Reproduce all of the rows below verbatim, without altering any character, line, or mark of formatting.
-------- Records shown --------
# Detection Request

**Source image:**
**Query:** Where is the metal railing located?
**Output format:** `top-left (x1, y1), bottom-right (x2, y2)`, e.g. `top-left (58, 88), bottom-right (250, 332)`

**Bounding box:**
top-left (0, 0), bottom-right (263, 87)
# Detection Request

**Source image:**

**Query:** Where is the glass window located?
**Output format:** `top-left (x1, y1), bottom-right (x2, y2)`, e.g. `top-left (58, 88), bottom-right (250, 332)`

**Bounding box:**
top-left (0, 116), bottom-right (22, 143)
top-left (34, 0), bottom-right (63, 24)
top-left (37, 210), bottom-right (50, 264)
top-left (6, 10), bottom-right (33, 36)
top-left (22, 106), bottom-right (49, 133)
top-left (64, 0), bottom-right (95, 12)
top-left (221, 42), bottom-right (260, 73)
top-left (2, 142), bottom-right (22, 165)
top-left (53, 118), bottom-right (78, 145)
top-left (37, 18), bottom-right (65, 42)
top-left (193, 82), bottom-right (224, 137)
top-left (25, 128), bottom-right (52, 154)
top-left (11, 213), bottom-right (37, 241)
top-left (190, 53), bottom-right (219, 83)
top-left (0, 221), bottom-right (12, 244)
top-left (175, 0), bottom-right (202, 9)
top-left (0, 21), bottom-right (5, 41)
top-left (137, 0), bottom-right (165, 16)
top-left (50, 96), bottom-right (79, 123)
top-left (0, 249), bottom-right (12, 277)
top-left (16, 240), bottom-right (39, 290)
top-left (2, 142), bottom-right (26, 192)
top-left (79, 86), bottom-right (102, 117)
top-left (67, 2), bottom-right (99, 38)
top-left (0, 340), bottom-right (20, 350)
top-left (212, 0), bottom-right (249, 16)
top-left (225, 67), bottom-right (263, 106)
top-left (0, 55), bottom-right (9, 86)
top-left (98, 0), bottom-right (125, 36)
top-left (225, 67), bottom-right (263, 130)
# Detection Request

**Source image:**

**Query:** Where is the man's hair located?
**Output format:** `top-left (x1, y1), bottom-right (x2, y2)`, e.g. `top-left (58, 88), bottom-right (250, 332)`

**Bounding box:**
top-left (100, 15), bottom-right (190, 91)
--------
**Output of the exercise**
# Detection Request

**Source image:**
**Query:** Where is the metal railing located?
**Output format:** `top-left (x1, y1), bottom-right (x2, y2)`, e.g. `top-left (58, 88), bottom-right (250, 332)`

**Bounding box:**
top-left (0, 0), bottom-right (263, 87)
# Detection Request

**Source image:**

**Query:** Where is the glass window located?
**Output format:** `top-left (x1, y1), bottom-right (x2, y2)`, e.g. `top-left (58, 88), bottom-right (250, 332)`

**Bounding box:**
top-left (0, 116), bottom-right (22, 143)
top-left (34, 0), bottom-right (63, 24)
top-left (37, 210), bottom-right (50, 264)
top-left (6, 10), bottom-right (33, 36)
top-left (22, 106), bottom-right (49, 133)
top-left (64, 0), bottom-right (95, 12)
top-left (221, 42), bottom-right (260, 73)
top-left (2, 142), bottom-right (22, 165)
top-left (53, 118), bottom-right (78, 145)
top-left (37, 18), bottom-right (65, 42)
top-left (193, 82), bottom-right (224, 137)
top-left (25, 128), bottom-right (52, 154)
top-left (11, 213), bottom-right (37, 241)
top-left (190, 53), bottom-right (219, 83)
top-left (0, 221), bottom-right (12, 244)
top-left (175, 0), bottom-right (202, 9)
top-left (0, 21), bottom-right (5, 41)
top-left (137, 0), bottom-right (165, 16)
top-left (50, 96), bottom-right (79, 123)
top-left (0, 249), bottom-right (12, 277)
top-left (16, 240), bottom-right (39, 290)
top-left (2, 142), bottom-right (26, 192)
top-left (79, 86), bottom-right (102, 117)
top-left (67, 2), bottom-right (99, 38)
top-left (0, 340), bottom-right (20, 350)
top-left (212, 0), bottom-right (249, 16)
top-left (225, 67), bottom-right (263, 106)
top-left (0, 55), bottom-right (9, 86)
top-left (98, 0), bottom-right (125, 36)
top-left (225, 67), bottom-right (263, 130)
# Detection Request

**Source image:**

**Query:** Where is the man's hair located?
**Output format:** `top-left (x1, y1), bottom-right (x2, y2)`, e.g. `top-left (58, 88), bottom-right (250, 332)`

**Bounding box:**
top-left (100, 15), bottom-right (190, 91)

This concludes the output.